BEGIN Records for processing

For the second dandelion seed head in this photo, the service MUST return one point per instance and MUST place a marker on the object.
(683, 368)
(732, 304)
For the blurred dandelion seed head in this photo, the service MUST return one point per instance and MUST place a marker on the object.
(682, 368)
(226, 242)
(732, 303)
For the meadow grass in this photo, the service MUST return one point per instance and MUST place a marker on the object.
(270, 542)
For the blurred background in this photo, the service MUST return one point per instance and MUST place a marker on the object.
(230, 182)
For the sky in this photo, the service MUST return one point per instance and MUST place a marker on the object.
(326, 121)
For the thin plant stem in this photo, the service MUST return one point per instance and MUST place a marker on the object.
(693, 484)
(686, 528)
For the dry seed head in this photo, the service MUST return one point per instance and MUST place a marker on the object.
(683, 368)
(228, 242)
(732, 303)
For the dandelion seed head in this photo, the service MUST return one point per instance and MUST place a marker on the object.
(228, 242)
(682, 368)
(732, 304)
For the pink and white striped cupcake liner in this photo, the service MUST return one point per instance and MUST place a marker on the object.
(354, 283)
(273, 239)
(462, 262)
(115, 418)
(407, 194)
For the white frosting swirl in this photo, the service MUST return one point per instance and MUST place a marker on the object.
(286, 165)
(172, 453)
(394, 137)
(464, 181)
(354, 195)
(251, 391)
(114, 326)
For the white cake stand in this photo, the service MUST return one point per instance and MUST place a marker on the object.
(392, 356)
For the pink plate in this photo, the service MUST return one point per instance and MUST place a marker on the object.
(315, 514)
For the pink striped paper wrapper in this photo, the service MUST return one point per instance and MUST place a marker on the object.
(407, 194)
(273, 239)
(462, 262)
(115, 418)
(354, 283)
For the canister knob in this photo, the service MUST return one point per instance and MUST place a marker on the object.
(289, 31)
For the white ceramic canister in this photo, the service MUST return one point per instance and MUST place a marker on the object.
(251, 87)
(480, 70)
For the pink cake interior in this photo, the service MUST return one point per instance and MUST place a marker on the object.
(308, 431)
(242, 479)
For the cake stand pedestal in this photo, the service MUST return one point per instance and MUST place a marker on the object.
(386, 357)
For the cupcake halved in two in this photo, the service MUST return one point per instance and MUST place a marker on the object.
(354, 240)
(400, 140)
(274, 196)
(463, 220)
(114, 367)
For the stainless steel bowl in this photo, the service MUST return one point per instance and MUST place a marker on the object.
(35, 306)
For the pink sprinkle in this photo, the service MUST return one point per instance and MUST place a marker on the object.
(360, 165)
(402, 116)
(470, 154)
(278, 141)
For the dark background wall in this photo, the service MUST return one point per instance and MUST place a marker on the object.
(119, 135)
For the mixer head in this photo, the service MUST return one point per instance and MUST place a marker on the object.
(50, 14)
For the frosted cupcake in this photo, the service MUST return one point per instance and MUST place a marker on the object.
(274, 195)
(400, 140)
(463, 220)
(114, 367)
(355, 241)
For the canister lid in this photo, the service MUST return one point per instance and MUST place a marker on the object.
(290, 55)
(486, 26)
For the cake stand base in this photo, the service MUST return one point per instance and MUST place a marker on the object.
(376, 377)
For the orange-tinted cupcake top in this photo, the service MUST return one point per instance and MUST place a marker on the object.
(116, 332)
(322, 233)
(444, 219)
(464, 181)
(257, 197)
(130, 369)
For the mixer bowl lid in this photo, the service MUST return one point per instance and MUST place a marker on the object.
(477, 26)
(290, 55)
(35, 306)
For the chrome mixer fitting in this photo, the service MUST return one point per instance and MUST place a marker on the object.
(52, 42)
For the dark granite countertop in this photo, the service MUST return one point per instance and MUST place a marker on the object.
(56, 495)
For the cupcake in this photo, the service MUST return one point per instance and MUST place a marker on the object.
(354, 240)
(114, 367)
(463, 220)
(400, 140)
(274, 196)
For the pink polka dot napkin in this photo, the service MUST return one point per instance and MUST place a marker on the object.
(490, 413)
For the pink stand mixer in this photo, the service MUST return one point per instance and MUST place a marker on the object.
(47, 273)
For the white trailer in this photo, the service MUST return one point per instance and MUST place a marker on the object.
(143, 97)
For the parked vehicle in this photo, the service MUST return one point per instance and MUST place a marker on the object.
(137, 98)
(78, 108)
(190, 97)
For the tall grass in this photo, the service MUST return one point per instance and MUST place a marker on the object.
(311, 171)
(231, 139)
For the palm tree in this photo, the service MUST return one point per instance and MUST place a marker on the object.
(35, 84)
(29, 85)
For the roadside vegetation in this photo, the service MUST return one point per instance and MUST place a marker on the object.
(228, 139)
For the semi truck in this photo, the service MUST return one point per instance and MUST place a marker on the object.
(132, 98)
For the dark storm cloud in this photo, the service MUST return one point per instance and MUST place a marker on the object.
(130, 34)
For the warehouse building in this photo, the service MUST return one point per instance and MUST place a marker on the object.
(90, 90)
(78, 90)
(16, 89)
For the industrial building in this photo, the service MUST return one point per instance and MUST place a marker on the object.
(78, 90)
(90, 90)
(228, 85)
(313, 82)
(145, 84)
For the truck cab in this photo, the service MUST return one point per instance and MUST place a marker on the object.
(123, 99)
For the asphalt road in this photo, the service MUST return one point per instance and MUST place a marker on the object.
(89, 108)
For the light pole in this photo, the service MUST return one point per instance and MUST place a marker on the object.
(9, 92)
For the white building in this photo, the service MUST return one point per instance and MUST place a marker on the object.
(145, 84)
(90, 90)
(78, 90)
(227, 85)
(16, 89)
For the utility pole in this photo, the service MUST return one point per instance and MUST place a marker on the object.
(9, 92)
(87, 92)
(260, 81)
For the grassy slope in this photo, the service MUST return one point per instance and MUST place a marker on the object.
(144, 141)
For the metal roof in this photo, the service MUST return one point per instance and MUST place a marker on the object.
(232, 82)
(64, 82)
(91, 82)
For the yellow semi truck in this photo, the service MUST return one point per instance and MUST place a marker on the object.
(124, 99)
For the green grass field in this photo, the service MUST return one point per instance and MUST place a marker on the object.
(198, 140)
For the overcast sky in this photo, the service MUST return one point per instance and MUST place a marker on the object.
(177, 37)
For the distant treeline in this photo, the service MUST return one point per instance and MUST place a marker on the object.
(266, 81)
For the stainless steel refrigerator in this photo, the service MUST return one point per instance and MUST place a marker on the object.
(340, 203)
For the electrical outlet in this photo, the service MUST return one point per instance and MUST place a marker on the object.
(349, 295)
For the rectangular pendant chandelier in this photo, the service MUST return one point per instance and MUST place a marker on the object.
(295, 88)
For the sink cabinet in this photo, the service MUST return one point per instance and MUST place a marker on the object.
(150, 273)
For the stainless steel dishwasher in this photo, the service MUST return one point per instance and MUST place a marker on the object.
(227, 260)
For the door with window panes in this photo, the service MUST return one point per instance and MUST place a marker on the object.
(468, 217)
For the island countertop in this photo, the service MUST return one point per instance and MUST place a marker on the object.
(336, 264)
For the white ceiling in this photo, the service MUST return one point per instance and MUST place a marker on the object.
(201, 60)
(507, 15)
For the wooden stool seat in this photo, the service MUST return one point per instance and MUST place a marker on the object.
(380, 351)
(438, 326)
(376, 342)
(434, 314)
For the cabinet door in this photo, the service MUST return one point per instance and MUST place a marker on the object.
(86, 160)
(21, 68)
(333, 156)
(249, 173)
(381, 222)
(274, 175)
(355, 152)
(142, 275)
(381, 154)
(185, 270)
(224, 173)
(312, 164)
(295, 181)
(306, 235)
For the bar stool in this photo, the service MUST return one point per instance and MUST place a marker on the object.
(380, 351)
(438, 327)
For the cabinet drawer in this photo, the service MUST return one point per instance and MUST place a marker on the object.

END Records for processing

* What is needed *
Reproduce the full listing exactly.

* Full answer *
For the second dandelion seed head in this photo, the service MUST return one point per instance and MUST place a marker on the object.
(683, 368)
(732, 304)
For the blurred dandelion seed head in this photo, the service MUST return one point per instance and MUST place a marker on the object.
(682, 368)
(226, 242)
(732, 303)
For the meadow grass in this photo, the service MUST return one point per instance and MUST place a marker on the object.
(270, 542)
For the blurred background in this photo, the service MUST return one point per instance and MUST place a marker on the object.
(230, 182)
For the sky in this photo, the service MUST return one point per instance and MUST place a marker on the object.
(326, 121)
For the thin plant stem in this photo, the service MUST return one point per instance and MUST place a marker on the object.
(693, 484)
(686, 528)
For the dry seed head in this photo, the service MUST return one point per instance and MUST place a marker on the object.
(683, 368)
(228, 242)
(732, 303)
For the dandelion seed head in this photo, the service MUST return one point per instance and MUST place a marker on the object.
(228, 242)
(682, 368)
(732, 304)
For the pink and white striped cupcake liner in this photo, the service MUST return one point per instance and MUST place a marker on the object.
(354, 283)
(273, 239)
(462, 262)
(115, 418)
(407, 194)
For the white frosting swirl in this photo, the service MUST return one point per instance and MUST place a marker on the object.
(286, 165)
(172, 453)
(394, 137)
(464, 181)
(354, 195)
(251, 391)
(114, 326)
For the white cake stand in this photo, the service MUST return one point per instance and MUST place a marker on the object.
(392, 356)
For the pink plate in this photo, the service MUST return one point per instance and MUST place a marker on the object.
(315, 514)
For the pink striped paper wrapper in this photo, the service MUST return one point per instance and MUST place a marker on the object.
(407, 194)
(273, 239)
(462, 262)
(115, 418)
(354, 283)
For the canister knob in this photo, the service MUST return one point per instance and MUST place a marker on the object.
(289, 31)
For the white ceramic canister in this photo, the service MUST return one point per instance and MUST place a marker on the object.
(251, 87)
(480, 70)
For the pink cake interior in this photo, the service MUST return one point per instance and MUST place a marker on the object.
(308, 431)
(242, 479)
For the cake stand pedestal in this photo, the service MUST return one point per instance and MUST place a marker on the object.
(386, 357)
For the cupcake halved in two in this photo, the service MUST return one point per instance and MUST place a marker on the object.
(354, 240)
(400, 140)
(274, 196)
(463, 220)
(114, 367)
For the stainless steel bowl in this photo, the service MUST return one point per instance and MUST place a marker on the object.
(35, 306)
For the pink sprinkle in this photo, the service MUST return one point per instance and MUST place a marker on the object.
(360, 165)
(402, 116)
(470, 154)
(278, 141)
For the dark background wall in this photo, the service MUST return one point per instance and MUST place a marker on the object.
(119, 135)
For the mixer head in this photo, the service MUST return one point per instance and MUST place a marker on the object.
(50, 14)
For the frosted cupcake in this photo, the service MUST return one point per instance and MUST place a marker on the object.
(274, 195)
(400, 140)
(463, 220)
(114, 367)
(355, 241)
For the canister lid in this photo, the service MUST return one point per instance and MUST place a marker on the object.
(290, 55)
(486, 26)
For the cake stand base in this photo, the service MUST return one point per instance and MUST place a marker on the object.
(376, 377)
For the orange-tinted cupcake top in this photo, the service MUST return one point per instance and MUST place a marker on the object.
(116, 332)
(322, 233)
(444, 219)
(464, 181)
(257, 197)
(130, 369)
For the mixer bowl lid in this photo, the service MUST return one point per instance and MUST place a marker on the object.
(477, 26)
(290, 55)
(35, 306)
For the chrome mixer fitting in this photo, the service MUST return one point per instance and MUST place a marker on the object.
(52, 42)
For the dark granite countertop in this photo, the service MUST return one point per instance and MUST place a marker on the object.
(56, 495)
For the cupcake in this photo, the service MUST return one point per instance and MUST place a marker on the object.
(354, 240)
(114, 367)
(463, 220)
(400, 140)
(274, 196)
For the pink polka dot napkin in this photo, the service MUST return one point per instance and MUST place a marker on the object.
(490, 413)
For the pink stand mixer in this photo, the service MUST return one point per instance and MUST place a marker on the object.
(47, 273)
For the white trailer in this photo, the service MUST return one point per instance and MUST place a marker on the object.
(143, 97)
For the parked vehicle in this photo, the service MUST return one point per instance and MUST place a marker on the object.
(137, 98)
(78, 108)
(190, 97)
For the tall grass in this photo, the service MUST return one point per instance and MUST place a marker on the object.
(311, 171)
(231, 139)
For the palm tree in this photo, the service MUST return one point per instance and MUST place a marker on the object.
(35, 84)
(29, 85)
For the roadside vegetation in this photo, the service MUST return one point per instance and MUST place a marker on the object.
(228, 139)
For the semi truck in this photo, the service MUST return one point per instance and MUST place a marker on the object.
(132, 98)
For the dark storm cloud in this photo, the service MUST return one point per instance and MUST place a marker on the object.
(130, 34)
For the warehouse building in this photo, the service MUST return one point per instance and MUST place a marker on the object.
(90, 90)
(78, 90)
(16, 89)
For the industrial building in this photo, the service MUST return one point per instance and MUST place a marker on the object.
(78, 90)
(90, 90)
(228, 85)
(313, 82)
(145, 84)
For the truck cab in this photo, the service MUST return one point per instance and MUST place a marker on the object.
(123, 99)
For the asphalt road in this photo, the service MUST return one point per instance and MUST place a marker on the object.
(89, 108)
For the light pole in this photo, the service MUST return one point per instance and MUST place a marker on the object.
(9, 92)
For the white building in this photo, the service MUST return one point per instance and MUST place a marker on the object.
(145, 84)
(90, 90)
(78, 90)
(227, 85)
(16, 89)
For the utility pole in this photo, the service MUST return one point per instance and MUST place a marker on the object.
(9, 92)
(87, 92)
(260, 81)
For the grassy slope in this photo, the service MUST return one point per instance and MUST place a marker on the object.
(144, 141)
For the metal roof in this photo, the service MUST return one point per instance and MUST place a marker on the object.
(232, 82)
(64, 82)
(91, 82)
For the yellow semi truck in this photo, the service MUST return one point per instance and MUST place a marker on the object.
(124, 99)
For the green grass field in this photo, the service MUST return one point per instance and MUST place a marker on the object.
(198, 140)
For the overcast sky in this photo, the service MUST return one point per instance and MUST place a marker on the object.
(177, 37)
For the distant treeline in this photo, the service MUST return one point per instance and MUST place a marker on the object.
(266, 81)
For the stainless steel refrigerator in this photo, the service MUST return one point per instance and MUST place a marker on the object.
(340, 203)
For the electrical outlet in this photo, the service MUST return one point per instance and MUST place a marker on the object.
(349, 295)
For the rectangular pendant chandelier in this photo, the service MUST return one point per instance and MUST place a marker on the object.
(295, 88)
For the sink cabinet in this photo, the service MUST return one point per instance and MUST place a marker on the object.
(150, 273)
For the stainless steel dishwasher in this photo, the service MUST return one point per instance and MUST place a marker on the object.
(227, 260)
For the door with window panes in this photo, the service MUST return one point per instance and MUST place a marker on the object.
(468, 217)
For the island countertop in this photo, the service MUST return one point per instance and MUST place a marker on the object.
(336, 264)
For the white ceiling in this photo, the service MUST return one point per instance and MUST place a marker on the object.
(201, 60)
(507, 15)
For the wooden stool seat in this photo, the service MUST return one point per instance and MUST place a marker on the object.
(380, 351)
(438, 326)
(376, 342)
(434, 314)
For the cabinet door in this photo, the service MUST return one point per instance and MUST place a marker on the object.
(86, 160)
(21, 68)
(333, 156)
(249, 173)
(381, 222)
(274, 175)
(355, 152)
(142, 275)
(381, 154)
(185, 270)
(224, 173)
(312, 164)
(295, 181)
(306, 235)
For the bar stool in this photo, the service MUST return one point per instance and MUST place a marker on the object.
(380, 351)
(438, 327)
For the cabinet drawer in this photo, the service MUST return one point per instance and MUST place a marker on the object.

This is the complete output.